* Instruction
Pick out every line of the material below that contains the string "water", and copy each one. Letter case counts.

Records from a data collection
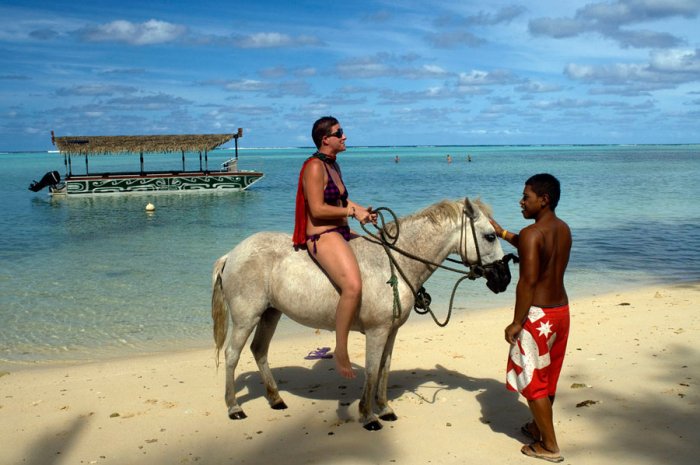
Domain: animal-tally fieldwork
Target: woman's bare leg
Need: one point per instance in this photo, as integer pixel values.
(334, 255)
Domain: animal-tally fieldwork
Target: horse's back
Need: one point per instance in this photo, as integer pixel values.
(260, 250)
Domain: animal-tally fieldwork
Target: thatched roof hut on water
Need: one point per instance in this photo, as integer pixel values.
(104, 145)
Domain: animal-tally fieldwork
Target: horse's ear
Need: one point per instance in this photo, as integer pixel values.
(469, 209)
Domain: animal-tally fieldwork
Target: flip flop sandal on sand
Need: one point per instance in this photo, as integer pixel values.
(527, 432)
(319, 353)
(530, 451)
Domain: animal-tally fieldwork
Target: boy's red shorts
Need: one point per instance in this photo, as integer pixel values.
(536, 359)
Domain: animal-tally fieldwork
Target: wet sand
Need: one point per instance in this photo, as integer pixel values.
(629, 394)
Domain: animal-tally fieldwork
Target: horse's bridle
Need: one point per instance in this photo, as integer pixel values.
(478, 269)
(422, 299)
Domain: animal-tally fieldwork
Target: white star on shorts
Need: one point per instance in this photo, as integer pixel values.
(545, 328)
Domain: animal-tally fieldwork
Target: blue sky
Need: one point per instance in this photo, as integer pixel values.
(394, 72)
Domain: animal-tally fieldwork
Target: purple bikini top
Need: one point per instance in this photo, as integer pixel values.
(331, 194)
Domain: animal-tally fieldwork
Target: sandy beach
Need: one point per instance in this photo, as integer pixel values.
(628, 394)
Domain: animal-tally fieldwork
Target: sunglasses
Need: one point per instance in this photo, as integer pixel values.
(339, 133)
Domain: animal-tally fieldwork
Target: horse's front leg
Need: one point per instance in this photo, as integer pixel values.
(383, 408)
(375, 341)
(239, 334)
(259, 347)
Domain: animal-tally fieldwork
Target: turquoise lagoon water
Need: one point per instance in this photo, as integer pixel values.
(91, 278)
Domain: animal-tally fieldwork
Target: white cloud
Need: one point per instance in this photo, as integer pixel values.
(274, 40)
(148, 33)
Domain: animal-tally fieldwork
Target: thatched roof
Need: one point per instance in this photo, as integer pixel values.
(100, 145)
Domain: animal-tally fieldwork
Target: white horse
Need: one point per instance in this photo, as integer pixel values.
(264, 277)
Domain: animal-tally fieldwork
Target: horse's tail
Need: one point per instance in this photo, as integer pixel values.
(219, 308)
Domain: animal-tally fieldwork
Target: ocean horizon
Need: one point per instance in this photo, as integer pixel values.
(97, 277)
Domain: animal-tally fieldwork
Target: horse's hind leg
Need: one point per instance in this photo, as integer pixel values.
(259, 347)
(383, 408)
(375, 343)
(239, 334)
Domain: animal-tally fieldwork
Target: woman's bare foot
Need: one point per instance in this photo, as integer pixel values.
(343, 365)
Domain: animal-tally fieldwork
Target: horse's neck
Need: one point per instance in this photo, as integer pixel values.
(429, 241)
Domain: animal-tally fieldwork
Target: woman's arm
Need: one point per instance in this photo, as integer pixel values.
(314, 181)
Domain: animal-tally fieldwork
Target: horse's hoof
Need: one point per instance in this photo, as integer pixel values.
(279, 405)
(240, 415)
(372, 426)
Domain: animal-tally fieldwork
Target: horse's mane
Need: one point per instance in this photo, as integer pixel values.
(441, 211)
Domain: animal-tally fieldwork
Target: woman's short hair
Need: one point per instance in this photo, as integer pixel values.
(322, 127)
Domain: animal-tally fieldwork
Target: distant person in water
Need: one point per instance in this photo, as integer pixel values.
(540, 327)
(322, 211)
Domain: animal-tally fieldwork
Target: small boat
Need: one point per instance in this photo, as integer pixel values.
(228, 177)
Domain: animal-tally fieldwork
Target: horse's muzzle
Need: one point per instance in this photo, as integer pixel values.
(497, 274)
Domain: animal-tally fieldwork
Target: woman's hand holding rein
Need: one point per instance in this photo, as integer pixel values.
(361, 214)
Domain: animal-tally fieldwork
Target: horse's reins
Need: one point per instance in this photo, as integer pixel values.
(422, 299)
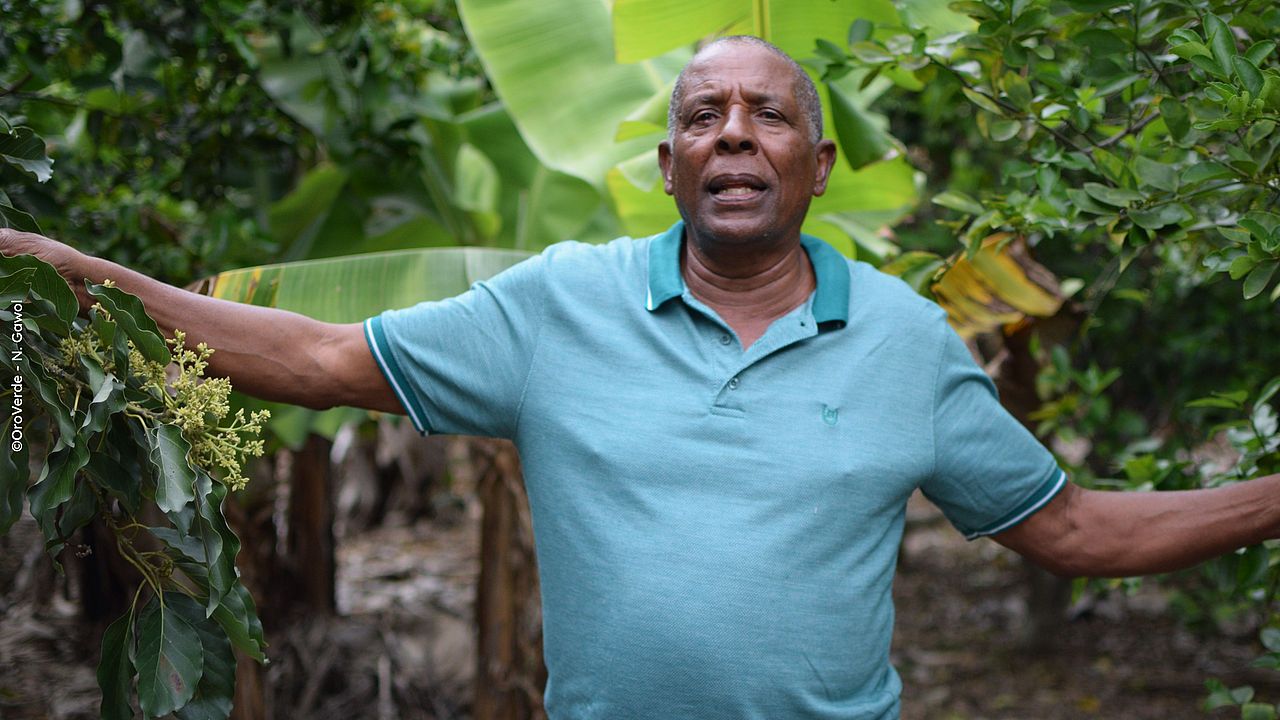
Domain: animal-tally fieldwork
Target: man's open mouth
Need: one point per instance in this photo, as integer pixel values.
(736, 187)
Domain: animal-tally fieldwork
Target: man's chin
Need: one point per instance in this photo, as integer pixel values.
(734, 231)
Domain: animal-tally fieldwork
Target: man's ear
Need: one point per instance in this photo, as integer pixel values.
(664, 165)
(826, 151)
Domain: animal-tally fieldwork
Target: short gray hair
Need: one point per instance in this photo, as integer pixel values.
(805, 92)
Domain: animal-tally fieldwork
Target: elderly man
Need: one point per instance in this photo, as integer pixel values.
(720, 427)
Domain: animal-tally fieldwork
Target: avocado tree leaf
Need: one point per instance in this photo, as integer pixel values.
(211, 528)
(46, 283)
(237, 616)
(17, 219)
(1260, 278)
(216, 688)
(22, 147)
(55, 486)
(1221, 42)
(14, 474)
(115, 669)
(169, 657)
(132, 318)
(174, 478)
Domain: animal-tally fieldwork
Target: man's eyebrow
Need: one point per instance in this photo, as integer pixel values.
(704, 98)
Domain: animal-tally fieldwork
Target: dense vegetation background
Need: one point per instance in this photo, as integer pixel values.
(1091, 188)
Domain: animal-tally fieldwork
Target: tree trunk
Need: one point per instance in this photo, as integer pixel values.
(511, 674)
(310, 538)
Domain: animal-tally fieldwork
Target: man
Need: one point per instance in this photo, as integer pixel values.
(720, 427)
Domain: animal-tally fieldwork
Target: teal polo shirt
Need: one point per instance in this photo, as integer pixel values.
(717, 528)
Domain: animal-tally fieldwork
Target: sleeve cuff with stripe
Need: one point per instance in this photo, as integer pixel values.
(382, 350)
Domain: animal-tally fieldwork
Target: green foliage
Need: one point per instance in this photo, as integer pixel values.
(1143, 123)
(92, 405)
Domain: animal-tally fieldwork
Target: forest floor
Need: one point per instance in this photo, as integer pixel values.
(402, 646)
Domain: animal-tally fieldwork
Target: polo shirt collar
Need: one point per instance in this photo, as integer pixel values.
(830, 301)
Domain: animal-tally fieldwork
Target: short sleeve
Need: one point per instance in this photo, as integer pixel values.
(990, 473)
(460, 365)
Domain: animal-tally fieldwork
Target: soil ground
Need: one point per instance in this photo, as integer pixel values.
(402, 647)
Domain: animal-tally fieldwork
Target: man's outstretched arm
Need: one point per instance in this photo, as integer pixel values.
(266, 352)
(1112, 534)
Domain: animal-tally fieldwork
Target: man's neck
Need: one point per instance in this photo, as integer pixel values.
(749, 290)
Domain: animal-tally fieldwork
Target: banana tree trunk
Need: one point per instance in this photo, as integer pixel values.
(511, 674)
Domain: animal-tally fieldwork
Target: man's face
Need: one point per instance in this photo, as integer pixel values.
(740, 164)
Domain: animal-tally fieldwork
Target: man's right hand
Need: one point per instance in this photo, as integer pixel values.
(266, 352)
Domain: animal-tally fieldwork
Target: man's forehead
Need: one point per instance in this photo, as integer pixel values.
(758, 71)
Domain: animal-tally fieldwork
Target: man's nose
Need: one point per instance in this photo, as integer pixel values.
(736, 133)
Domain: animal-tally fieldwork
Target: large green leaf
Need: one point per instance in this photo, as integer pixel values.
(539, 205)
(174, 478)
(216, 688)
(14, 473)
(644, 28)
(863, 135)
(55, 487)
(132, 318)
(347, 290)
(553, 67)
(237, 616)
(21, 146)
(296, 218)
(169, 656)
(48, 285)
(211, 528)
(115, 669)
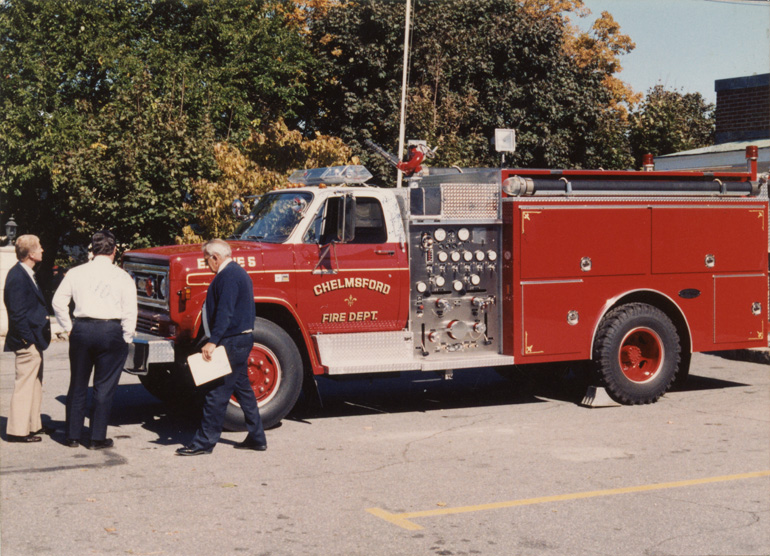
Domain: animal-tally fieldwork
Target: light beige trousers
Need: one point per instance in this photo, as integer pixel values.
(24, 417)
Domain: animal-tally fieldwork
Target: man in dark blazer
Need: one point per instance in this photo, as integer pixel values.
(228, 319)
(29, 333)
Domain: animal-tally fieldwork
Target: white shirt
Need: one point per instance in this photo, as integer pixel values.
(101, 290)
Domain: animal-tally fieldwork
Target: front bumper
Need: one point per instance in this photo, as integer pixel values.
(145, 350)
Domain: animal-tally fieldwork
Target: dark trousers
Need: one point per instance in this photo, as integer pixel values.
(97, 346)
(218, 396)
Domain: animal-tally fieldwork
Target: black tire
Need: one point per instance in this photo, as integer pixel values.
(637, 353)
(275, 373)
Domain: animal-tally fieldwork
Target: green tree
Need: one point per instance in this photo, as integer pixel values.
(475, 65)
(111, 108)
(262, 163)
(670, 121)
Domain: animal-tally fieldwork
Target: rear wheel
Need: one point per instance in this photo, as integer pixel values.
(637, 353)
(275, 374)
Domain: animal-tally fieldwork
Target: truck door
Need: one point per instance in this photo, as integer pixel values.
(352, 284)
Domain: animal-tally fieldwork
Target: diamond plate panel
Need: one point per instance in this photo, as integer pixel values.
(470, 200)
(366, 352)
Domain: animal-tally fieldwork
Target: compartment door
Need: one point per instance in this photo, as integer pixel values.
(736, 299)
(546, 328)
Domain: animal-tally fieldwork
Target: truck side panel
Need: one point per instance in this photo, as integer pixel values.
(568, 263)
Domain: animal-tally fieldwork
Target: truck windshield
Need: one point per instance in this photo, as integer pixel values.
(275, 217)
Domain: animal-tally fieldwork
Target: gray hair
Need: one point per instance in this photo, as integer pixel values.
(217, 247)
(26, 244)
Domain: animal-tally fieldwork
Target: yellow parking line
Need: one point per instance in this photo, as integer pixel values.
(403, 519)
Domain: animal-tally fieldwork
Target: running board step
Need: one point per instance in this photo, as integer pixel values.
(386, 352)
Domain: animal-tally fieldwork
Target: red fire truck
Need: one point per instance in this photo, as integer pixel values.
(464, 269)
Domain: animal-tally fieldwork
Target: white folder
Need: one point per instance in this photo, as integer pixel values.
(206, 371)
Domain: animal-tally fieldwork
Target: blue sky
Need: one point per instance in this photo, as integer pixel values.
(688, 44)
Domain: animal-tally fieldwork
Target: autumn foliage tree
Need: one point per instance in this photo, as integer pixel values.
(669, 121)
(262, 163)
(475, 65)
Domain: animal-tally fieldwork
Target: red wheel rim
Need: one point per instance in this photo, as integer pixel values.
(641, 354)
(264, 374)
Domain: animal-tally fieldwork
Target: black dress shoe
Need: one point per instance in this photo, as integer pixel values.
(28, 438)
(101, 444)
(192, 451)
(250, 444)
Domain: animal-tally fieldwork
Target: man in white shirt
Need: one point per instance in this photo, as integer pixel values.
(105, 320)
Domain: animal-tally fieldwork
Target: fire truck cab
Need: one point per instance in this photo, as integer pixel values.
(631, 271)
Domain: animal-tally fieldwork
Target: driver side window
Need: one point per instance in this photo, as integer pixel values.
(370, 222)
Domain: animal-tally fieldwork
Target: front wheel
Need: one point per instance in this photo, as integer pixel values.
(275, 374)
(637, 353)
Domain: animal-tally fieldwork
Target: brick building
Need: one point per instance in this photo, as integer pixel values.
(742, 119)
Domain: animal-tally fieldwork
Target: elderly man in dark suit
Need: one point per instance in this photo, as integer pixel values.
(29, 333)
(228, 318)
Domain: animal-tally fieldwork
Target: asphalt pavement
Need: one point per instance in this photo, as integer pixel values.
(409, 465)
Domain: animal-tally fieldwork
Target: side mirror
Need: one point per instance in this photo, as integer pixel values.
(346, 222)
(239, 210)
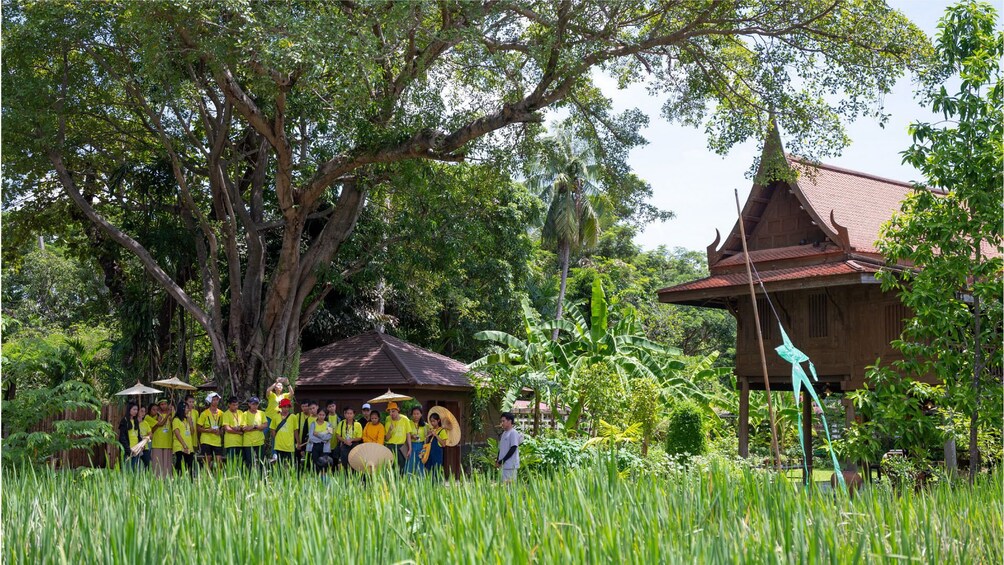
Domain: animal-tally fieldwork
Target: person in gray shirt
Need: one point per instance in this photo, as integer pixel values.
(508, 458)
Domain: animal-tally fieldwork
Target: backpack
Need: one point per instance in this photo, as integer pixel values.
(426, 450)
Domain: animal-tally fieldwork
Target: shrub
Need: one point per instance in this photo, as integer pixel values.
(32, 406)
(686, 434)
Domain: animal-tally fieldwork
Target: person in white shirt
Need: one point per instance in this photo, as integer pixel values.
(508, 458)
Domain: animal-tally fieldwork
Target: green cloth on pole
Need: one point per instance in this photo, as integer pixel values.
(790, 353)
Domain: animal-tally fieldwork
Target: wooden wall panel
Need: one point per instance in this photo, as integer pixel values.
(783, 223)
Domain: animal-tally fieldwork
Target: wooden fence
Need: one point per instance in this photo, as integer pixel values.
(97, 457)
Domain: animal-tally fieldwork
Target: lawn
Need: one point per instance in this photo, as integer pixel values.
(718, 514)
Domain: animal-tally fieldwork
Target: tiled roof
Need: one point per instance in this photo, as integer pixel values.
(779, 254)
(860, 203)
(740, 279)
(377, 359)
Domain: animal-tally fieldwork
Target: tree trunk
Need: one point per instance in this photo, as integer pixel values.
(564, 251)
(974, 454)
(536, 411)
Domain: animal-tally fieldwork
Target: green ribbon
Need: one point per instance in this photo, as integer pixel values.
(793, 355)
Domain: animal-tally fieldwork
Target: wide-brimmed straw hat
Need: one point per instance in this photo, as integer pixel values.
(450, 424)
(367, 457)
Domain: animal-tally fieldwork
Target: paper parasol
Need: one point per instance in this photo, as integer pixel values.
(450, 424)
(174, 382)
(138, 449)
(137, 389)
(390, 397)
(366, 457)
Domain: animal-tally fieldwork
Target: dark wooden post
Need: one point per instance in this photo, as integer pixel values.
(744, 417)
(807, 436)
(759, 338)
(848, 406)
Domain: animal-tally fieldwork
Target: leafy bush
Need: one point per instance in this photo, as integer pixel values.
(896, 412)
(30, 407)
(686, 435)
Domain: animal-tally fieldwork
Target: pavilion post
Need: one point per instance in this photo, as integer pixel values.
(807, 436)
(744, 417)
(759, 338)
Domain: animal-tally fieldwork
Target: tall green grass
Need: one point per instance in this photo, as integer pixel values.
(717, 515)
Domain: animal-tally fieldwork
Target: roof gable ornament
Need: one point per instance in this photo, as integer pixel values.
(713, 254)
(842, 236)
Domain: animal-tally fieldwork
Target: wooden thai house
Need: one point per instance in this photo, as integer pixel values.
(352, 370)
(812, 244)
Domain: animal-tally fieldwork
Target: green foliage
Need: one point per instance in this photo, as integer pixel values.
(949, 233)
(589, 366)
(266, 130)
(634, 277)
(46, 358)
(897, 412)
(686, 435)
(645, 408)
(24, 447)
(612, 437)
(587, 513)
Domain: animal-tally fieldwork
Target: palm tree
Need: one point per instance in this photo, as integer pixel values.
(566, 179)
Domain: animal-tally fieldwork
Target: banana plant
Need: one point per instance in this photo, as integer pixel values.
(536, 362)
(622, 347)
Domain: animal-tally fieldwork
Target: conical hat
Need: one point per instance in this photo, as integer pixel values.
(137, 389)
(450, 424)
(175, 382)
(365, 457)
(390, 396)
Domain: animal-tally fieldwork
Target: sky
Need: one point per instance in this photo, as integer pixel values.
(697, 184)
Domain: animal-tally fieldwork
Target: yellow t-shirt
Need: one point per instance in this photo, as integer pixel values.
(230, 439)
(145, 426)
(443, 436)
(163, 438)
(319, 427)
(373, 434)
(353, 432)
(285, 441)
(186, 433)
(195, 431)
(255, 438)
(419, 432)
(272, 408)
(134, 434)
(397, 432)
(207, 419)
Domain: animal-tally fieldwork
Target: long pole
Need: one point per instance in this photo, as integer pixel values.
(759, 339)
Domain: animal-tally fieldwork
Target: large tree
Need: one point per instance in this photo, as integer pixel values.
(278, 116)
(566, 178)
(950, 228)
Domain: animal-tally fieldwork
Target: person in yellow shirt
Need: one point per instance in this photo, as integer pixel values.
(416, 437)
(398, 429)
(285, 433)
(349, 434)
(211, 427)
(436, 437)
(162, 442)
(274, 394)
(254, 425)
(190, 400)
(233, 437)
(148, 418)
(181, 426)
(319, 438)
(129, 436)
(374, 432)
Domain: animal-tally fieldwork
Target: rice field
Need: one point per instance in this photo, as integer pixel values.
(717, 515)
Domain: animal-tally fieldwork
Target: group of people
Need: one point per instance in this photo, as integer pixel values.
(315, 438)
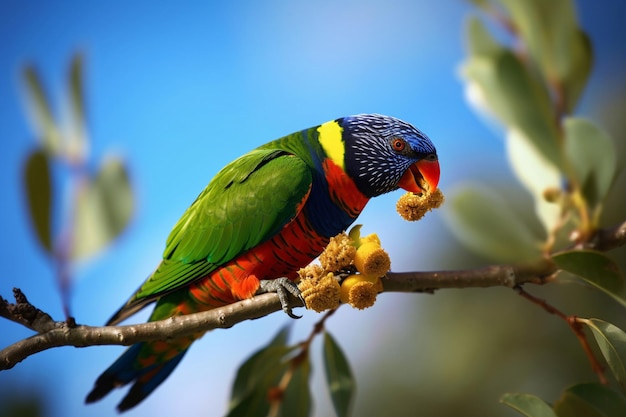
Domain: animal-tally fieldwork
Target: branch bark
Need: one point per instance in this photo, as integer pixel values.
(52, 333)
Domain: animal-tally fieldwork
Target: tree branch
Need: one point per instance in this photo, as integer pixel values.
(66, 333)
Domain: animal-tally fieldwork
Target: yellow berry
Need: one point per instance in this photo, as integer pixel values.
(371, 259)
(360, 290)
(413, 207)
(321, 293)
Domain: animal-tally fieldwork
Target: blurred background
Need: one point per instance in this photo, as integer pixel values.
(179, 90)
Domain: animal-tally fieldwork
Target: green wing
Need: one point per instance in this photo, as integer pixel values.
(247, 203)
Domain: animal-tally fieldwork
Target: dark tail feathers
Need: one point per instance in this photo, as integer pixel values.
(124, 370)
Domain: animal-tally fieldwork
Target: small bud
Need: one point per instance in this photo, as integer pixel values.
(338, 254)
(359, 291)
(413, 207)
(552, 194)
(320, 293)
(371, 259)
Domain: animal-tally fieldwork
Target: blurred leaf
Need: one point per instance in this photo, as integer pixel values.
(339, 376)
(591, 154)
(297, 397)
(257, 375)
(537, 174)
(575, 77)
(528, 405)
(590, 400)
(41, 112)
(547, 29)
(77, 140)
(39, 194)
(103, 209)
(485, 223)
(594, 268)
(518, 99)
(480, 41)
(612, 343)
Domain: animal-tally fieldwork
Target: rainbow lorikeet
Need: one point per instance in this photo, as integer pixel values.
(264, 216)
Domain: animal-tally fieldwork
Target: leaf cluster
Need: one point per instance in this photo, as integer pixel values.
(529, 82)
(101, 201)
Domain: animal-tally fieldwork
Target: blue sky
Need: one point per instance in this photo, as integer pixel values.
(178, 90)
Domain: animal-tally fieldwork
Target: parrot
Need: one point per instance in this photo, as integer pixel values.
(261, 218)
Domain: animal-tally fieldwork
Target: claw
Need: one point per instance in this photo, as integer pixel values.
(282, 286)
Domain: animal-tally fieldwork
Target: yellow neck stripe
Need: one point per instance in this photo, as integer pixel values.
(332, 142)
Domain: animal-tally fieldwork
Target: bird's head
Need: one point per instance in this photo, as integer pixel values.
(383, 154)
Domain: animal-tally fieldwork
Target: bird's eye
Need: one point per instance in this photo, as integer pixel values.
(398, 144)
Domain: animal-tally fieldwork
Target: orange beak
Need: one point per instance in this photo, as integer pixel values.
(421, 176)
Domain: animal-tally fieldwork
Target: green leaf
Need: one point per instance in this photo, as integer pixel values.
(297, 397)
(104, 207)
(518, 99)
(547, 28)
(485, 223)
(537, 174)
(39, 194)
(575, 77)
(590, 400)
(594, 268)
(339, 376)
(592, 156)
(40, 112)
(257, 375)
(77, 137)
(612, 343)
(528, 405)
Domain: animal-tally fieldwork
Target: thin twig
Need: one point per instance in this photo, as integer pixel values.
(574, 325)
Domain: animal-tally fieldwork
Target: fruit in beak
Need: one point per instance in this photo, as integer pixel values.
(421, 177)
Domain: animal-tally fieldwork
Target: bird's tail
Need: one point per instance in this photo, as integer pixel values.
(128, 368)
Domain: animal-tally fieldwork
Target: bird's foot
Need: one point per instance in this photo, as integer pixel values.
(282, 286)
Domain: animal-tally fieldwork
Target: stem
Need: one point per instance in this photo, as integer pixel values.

* Response to the task
Target: thatched roof hut on water
Target: turquoise lagoon water
Target: distant person in water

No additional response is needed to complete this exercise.